Text block:
Two tourists who relied on a phone app’s map to drive from Groundhog Reservoir to Moab became stranded near Lone Cone Peak and had to be rescued, according to Dolores County Search and Rescue.
The couple from Maryland were unharmed, and were rescued Oct. 25 at 10,800 feet elevation as a winter storm approached the area, said Keith Keesling, operations captain for Dolores Search and Rescue.
“Apparently, a map on their phone suggested a back way to Moab from the lake,” Keesling said.
He said the route was “not even possible because of bad weather and closed roads.”
The couple had attended a wedding at Groundhog when they decided to take the scenic route in a rented Toyota RAV4 to Moab based on a driving map app, Keesling said.
On Forest Road 534 at the base of Lone Cone Peak, they lost control of the vehicle on rugged and snowy roads, became stranded and called 911.

Excerpted records:
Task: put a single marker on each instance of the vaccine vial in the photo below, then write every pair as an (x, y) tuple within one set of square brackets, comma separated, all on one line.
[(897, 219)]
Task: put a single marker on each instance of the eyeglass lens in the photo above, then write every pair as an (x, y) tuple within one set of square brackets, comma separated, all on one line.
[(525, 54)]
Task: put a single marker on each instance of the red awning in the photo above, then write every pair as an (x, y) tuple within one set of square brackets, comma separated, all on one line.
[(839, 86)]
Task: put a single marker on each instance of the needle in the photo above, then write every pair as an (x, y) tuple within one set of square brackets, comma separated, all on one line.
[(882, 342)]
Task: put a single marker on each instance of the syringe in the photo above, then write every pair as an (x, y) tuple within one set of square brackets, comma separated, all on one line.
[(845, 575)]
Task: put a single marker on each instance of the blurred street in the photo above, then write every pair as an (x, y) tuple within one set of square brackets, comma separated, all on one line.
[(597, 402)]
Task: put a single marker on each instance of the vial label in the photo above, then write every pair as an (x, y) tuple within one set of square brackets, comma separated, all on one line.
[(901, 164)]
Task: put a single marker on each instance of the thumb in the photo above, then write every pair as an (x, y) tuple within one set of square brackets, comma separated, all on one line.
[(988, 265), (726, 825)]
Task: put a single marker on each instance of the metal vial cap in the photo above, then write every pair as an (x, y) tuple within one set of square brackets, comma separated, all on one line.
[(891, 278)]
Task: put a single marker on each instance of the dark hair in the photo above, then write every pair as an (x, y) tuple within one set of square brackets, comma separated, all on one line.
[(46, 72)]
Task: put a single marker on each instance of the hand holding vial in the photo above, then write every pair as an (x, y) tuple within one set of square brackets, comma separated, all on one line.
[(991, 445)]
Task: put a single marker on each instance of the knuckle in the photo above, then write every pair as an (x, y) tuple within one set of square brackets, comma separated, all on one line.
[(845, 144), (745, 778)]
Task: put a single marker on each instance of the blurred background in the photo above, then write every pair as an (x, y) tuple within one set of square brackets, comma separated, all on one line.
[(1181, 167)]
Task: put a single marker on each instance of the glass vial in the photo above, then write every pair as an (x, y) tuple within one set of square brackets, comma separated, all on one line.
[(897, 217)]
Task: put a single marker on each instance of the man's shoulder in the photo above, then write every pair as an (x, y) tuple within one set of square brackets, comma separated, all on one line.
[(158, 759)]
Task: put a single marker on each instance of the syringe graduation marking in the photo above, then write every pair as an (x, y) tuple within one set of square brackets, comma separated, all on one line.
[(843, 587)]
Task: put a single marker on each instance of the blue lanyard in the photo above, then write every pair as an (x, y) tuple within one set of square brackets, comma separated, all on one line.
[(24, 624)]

Study questions:
1 - In the rescue report about the stranded tourists, at what elevation were the couple rescued?
2 - Rewrite the rescue report about the stranded tourists from "The couple had" through "app, Keesling said.", swapping "wedding" for "reunion".
3 - Carry on the rescue report about the stranded tourists from its last sentence.
The records play no part in what you are asked to do.

Solved tasks:
1 - They were rescued at 10,800 feet.

2 -
The couple had attended a reunion at Groundhog when they decided to take the scenic route in a rented Toyota RAV4 to Moab based on a driving map app, Keesling said.

3 -
Rescuers arrived on ATVs, and the couple was medically checked out. Dove Creek ambulance chief Jerry Whited drove the RAV4 down to dry roads. A short time later, a snowstorm hit the area with a foot of snow.
“They were very thankful, and happy to take the paved highway to Moab instead,” Keesling said.
He said visitors who rely on travel apps that suggest shortest routes through mountainous terrain and passes have caused numerous rescues over the past few years.
“Shortcuts work in cities, but not in the mountains. Pay attention and don’t blindly follow Google maps,” Keesling said. “Always make sure you tell someone your planned route. If this couple had not had cell service, they would have become trapped in that storm.”